──────── Given information ────────

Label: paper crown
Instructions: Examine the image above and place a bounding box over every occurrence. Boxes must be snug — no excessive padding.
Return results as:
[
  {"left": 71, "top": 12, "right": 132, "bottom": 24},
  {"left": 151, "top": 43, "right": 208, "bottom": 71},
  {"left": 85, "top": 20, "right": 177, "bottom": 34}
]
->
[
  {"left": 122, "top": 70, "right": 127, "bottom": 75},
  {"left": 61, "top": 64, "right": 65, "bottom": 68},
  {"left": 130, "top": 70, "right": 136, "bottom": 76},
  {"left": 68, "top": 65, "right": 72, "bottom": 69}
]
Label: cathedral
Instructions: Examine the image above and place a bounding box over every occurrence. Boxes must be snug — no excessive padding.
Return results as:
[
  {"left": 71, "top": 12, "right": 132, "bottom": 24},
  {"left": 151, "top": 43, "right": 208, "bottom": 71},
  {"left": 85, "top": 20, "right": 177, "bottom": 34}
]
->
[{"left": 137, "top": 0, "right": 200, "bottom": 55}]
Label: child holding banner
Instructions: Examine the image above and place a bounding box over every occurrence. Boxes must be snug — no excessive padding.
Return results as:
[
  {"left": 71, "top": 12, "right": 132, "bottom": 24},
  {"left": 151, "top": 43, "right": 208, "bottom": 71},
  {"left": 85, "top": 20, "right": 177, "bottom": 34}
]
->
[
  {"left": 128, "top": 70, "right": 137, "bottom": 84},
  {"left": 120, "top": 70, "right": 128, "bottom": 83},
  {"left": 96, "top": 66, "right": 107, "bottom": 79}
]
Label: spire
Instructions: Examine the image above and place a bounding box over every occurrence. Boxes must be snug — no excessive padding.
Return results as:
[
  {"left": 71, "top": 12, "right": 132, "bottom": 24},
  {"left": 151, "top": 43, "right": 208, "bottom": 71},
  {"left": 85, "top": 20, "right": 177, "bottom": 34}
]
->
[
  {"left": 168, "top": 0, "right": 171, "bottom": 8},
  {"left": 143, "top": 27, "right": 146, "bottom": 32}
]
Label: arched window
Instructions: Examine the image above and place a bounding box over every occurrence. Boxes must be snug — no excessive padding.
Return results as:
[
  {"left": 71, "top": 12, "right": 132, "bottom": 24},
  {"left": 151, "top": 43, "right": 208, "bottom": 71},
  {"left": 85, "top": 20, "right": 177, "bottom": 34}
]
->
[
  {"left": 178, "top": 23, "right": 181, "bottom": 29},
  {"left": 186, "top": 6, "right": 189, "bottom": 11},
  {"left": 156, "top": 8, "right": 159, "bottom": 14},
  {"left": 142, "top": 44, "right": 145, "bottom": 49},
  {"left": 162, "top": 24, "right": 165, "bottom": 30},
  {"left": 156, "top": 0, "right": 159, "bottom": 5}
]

────────
──────── Given information ────────

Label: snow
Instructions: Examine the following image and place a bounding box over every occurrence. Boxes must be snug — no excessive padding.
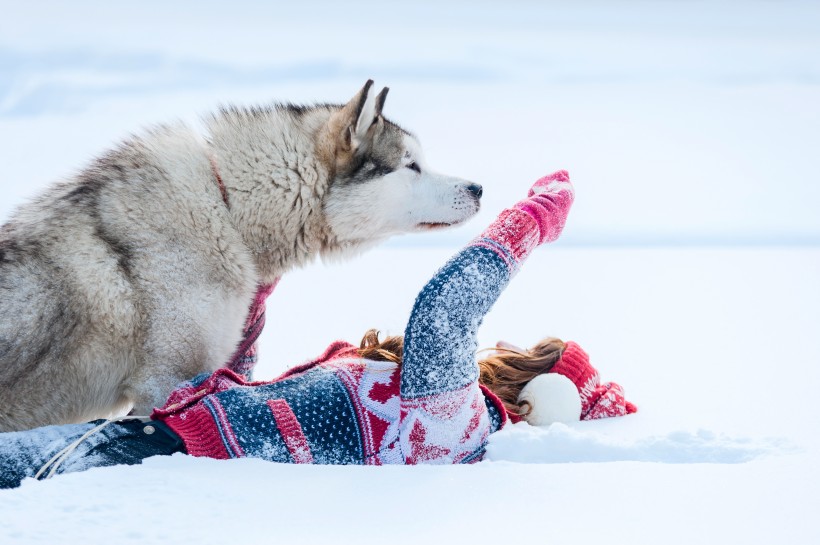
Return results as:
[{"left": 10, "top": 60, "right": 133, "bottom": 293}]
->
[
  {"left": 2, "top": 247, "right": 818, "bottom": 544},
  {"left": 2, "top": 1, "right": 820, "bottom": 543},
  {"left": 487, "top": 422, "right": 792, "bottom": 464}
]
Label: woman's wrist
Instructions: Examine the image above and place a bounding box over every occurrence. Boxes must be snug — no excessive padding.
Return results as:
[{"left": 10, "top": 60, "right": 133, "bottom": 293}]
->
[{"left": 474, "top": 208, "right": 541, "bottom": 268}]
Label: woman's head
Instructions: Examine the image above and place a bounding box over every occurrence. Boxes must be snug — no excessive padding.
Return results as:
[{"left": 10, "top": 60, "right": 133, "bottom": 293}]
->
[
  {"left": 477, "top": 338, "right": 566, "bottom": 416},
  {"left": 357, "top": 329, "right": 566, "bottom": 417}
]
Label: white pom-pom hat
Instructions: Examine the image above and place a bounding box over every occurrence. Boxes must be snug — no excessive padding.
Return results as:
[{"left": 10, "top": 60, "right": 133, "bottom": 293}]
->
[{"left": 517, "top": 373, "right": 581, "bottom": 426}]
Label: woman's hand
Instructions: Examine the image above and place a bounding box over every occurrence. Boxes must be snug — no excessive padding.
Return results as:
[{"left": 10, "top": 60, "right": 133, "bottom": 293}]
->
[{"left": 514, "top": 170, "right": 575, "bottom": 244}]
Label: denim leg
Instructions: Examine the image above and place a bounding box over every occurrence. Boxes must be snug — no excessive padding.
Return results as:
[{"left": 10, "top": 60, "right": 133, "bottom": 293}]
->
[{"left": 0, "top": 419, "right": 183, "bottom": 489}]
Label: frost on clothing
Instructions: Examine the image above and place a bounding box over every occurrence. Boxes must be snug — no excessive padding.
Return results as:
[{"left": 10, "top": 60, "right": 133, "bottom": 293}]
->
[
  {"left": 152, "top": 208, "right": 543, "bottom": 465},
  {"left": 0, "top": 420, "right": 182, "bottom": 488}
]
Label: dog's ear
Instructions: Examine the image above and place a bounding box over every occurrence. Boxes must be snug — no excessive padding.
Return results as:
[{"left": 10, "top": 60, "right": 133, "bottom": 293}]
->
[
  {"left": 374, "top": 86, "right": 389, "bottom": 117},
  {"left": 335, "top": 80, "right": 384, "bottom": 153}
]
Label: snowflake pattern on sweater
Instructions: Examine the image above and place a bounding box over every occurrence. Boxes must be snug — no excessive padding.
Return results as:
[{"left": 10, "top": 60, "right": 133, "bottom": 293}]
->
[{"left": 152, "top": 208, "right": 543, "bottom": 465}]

────────

_What is needed_: In the data above, which lines include "woman"? Return those lines.

_Answer_:
Label: woman's wrist
Label: woman's head
Label: woman's hand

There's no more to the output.